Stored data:
========================================

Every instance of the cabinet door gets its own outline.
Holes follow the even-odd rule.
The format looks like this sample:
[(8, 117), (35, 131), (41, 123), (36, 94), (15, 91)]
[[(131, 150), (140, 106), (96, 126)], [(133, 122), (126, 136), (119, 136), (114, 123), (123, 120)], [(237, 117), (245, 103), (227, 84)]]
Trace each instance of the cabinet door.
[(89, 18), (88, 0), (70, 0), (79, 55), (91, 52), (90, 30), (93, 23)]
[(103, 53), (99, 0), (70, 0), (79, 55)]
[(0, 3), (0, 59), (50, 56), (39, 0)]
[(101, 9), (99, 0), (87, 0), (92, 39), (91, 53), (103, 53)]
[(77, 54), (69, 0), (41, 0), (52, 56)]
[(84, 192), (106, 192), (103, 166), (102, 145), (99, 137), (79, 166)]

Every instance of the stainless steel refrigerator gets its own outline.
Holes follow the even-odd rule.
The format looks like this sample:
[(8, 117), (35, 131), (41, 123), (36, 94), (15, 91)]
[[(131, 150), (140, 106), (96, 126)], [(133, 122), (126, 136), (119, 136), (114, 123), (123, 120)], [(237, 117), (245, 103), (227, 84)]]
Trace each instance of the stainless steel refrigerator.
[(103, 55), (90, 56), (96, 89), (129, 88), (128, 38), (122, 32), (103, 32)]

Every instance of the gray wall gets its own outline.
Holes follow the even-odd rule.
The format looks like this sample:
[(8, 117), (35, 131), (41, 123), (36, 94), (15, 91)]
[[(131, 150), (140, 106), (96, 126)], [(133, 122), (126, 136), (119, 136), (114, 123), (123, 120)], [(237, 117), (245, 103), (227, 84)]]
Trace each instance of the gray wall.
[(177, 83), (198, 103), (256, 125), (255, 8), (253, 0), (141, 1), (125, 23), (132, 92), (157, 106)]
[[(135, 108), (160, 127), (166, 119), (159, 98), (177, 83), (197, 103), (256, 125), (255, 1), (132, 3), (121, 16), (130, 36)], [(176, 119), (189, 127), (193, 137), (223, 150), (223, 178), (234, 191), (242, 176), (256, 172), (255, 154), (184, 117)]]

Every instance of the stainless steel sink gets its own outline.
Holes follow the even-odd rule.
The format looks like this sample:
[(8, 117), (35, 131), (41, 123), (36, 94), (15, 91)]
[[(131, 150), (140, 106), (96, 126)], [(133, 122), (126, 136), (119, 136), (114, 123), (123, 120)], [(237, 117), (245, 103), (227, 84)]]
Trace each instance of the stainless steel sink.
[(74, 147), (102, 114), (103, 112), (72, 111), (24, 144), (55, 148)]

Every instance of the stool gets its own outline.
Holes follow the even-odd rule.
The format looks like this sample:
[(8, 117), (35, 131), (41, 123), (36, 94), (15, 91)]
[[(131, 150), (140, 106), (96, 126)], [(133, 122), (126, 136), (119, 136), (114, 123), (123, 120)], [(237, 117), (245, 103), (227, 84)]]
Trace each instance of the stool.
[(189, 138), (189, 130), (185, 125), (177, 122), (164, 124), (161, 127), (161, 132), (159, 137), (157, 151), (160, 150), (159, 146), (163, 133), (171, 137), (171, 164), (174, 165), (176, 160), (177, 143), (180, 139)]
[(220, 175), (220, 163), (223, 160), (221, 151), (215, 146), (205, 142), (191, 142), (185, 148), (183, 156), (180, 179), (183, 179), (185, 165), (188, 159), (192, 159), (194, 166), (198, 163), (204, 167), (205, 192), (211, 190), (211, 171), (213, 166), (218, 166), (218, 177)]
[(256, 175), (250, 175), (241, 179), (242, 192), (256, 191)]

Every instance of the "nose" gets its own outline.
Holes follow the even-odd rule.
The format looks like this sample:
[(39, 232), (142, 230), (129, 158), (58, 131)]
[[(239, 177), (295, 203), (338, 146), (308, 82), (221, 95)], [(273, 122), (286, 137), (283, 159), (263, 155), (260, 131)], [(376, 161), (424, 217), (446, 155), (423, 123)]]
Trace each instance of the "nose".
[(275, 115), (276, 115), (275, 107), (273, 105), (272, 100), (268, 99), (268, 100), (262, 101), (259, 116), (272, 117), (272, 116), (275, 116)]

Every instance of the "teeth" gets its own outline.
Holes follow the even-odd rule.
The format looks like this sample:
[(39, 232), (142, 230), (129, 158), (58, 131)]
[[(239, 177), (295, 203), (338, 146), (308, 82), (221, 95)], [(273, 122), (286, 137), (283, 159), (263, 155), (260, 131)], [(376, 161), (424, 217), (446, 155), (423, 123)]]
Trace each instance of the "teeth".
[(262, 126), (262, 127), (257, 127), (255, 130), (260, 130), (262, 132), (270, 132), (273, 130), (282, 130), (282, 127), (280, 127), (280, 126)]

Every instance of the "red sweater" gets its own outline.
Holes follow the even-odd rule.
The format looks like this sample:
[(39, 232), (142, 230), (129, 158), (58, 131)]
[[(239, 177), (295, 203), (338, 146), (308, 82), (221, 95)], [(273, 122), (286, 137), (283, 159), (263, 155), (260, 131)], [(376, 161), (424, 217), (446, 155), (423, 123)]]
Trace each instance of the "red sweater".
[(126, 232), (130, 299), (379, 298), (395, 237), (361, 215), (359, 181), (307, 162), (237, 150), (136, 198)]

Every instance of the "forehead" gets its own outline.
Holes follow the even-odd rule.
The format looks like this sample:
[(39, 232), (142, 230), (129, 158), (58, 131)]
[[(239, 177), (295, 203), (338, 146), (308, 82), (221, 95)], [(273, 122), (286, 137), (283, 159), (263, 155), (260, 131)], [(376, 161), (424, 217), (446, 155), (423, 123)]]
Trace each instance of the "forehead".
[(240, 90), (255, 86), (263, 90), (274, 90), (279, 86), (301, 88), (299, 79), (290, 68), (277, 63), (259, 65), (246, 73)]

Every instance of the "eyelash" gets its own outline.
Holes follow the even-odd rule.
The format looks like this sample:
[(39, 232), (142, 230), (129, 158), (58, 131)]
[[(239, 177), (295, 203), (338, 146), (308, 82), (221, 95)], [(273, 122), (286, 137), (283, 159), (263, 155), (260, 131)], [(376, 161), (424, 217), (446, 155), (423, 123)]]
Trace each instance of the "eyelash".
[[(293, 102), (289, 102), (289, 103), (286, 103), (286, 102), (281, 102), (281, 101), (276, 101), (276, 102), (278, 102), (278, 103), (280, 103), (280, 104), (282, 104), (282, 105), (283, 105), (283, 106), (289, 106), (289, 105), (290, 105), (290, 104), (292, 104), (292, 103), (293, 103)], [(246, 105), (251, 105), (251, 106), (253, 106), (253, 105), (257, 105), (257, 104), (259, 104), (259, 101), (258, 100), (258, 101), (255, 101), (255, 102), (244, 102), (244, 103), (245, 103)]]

========================================

### Work to be completed
Can you reproduce the listing above with every "even-odd rule" swapped for "nonzero winding rule" and nothing else altered?

### Completed exercise
Every instance of the cabinet door gets its own outline.
Holes follow the nonzero winding rule.
The format looks like this sample:
[(8, 117), (35, 131), (41, 123), (36, 94), (15, 91)]
[[(131, 150), (140, 106), (96, 126)], [(133, 122), (126, 136), (119, 136), (114, 123), (123, 120)], [(237, 117), (245, 103), (227, 84)]]
Trace each instance of the cabinet door.
[(89, 18), (88, 0), (70, 0), (79, 55), (91, 52), (90, 30), (93, 23)]
[(103, 53), (99, 0), (70, 0), (79, 55)]
[(0, 3), (0, 59), (50, 56), (39, 0)]
[(101, 9), (99, 0), (87, 0), (92, 39), (91, 53), (103, 53)]
[(77, 54), (69, 0), (41, 0), (52, 56)]
[(84, 192), (106, 192), (103, 166), (102, 145), (99, 137), (79, 166)]

Every instance of the stainless steel refrigerator gets its own outline.
Holes follow the nonzero winding rule.
The format looks like this sample:
[(8, 117), (35, 131), (41, 123), (36, 94), (15, 91)]
[[(131, 150), (140, 106), (96, 126)], [(133, 122), (126, 136), (119, 136), (114, 123), (123, 120)], [(237, 117), (245, 103), (227, 84)]]
Trace each instance of the stainless steel refrigerator.
[(103, 55), (90, 56), (96, 89), (129, 88), (128, 38), (122, 32), (103, 32)]

Every instance of the gray wall gets its own outline.
Holes follow the nonzero winding rule.
The format looks like this sample:
[(8, 117), (35, 131), (41, 123), (36, 94), (15, 91)]
[[(131, 150), (140, 106), (96, 126)], [(133, 122), (126, 136), (119, 136), (114, 123), (123, 120)], [(237, 117), (245, 103), (227, 84)]]
Trace each instance of the gray wall.
[(177, 83), (198, 103), (256, 125), (255, 8), (253, 0), (141, 1), (125, 23), (132, 92), (157, 106)]
[[(135, 108), (160, 127), (166, 119), (159, 98), (177, 83), (197, 103), (256, 125), (255, 1), (132, 3), (121, 16), (130, 36)], [(176, 119), (189, 127), (193, 137), (223, 150), (223, 178), (234, 191), (242, 176), (256, 172), (255, 154), (184, 117)]]

Every instance of the stainless steel sink gets its own outline.
Holes follow the nonzero winding rule.
The format looks like this sample:
[(8, 117), (35, 131), (41, 123), (36, 94), (15, 91)]
[[(131, 150), (140, 106), (96, 126)], [(133, 122), (126, 136), (119, 136), (114, 123), (123, 120)], [(237, 117), (245, 103), (227, 84)]]
Trace each instance of the stainless steel sink.
[(74, 147), (102, 114), (103, 112), (72, 111), (24, 144), (55, 148)]

Every instance of the stool gets its own outline.
Holes follow the nonzero winding rule.
The format looks like this sample:
[(8, 117), (35, 131), (41, 123), (36, 94), (15, 91)]
[[(131, 150), (140, 106), (96, 126)], [(133, 122), (126, 136), (119, 136), (114, 123), (123, 120)], [(237, 117), (245, 103), (227, 84)]]
Trace each instance of the stool.
[(189, 138), (189, 130), (185, 125), (177, 122), (164, 124), (161, 127), (161, 132), (159, 137), (157, 151), (160, 150), (159, 146), (163, 133), (171, 137), (171, 164), (174, 165), (176, 160), (177, 143), (180, 139)]
[(220, 175), (220, 163), (223, 160), (221, 151), (215, 146), (205, 142), (191, 142), (185, 148), (183, 156), (180, 179), (183, 179), (185, 165), (188, 159), (192, 159), (194, 166), (198, 163), (204, 167), (205, 192), (211, 190), (211, 171), (213, 166), (218, 166), (218, 177)]
[(256, 175), (250, 175), (241, 179), (242, 192), (256, 191)]

Every instance of the "nose" gets its own outline.
Holes follow the nonzero winding rule.
The format looks like this sample:
[(39, 232), (142, 230), (129, 158), (58, 131)]
[[(239, 177), (295, 203), (338, 146), (308, 82), (221, 95)], [(273, 122), (286, 137), (283, 159), (263, 155), (260, 131)], [(376, 161), (424, 217), (446, 155), (423, 123)]]
Trace each instance of the "nose".
[(275, 115), (276, 115), (275, 107), (273, 105), (272, 100), (268, 99), (268, 100), (262, 101), (259, 116), (272, 117), (272, 116), (275, 116)]

Every instance of the "teeth" gets its own outline.
Holes follow the nonzero winding rule.
The format looks like this sample:
[(39, 232), (142, 230), (129, 158), (58, 131)]
[[(239, 177), (295, 203), (338, 146), (308, 82), (221, 95)], [(273, 122), (286, 137), (283, 159), (263, 155), (260, 131)], [(376, 161), (424, 217), (446, 155), (423, 123)]]
Trace each instance of the "teeth".
[(262, 126), (262, 127), (257, 127), (255, 130), (260, 130), (262, 132), (270, 132), (273, 130), (282, 130), (282, 127), (280, 127), (280, 126)]

Every instance of the "red sweater" gets its own outline.
Holes follow the nonzero winding rule.
The format looks like this sample:
[(39, 232), (142, 230), (129, 158), (58, 131)]
[[(239, 177), (295, 203), (338, 146), (308, 82), (221, 95)], [(273, 122), (286, 137), (283, 159), (263, 155), (260, 131)], [(376, 161), (424, 217), (446, 155), (423, 123)]]
Trace each instance of the "red sweater".
[(126, 232), (130, 299), (379, 298), (395, 237), (361, 215), (359, 181), (307, 162), (237, 150), (136, 198)]

Every instance of the "forehead" gets its own outline.
Holes follow the nonzero winding rule.
The format looks like this sample:
[(39, 232), (142, 230), (129, 158), (58, 131)]
[[(239, 177), (295, 203), (338, 146), (308, 82), (221, 95)], [(273, 122), (286, 137), (283, 159), (263, 155), (260, 131)], [(376, 161), (424, 217), (446, 155), (423, 123)]]
Trace each instance of the "forehead".
[(240, 90), (255, 86), (263, 90), (274, 90), (279, 86), (301, 88), (299, 79), (290, 68), (277, 63), (259, 65), (246, 73)]

Every instance of the "eyelash" gets its own outline.
Holes follow the nonzero winding rule.
The format looks like this sample:
[(39, 232), (142, 230), (129, 158), (58, 131)]
[[(239, 177), (295, 203), (338, 146), (308, 82), (221, 95)], [(273, 122), (286, 137), (283, 159), (263, 155), (260, 131)], [(376, 161), (424, 217), (446, 155), (423, 123)]]
Trace each instance of the "eyelash".
[[(293, 102), (289, 102), (289, 103), (286, 103), (286, 102), (281, 102), (281, 101), (276, 101), (276, 102), (278, 102), (278, 103), (280, 103), (280, 104), (282, 104), (282, 105), (283, 105), (283, 106), (289, 106), (289, 105), (290, 105), (290, 104), (292, 104), (292, 103), (293, 103)], [(246, 105), (251, 105), (251, 106), (253, 106), (253, 105), (257, 105), (257, 104), (259, 104), (259, 101), (258, 100), (258, 101), (255, 101), (255, 102), (244, 102), (244, 103), (245, 103)]]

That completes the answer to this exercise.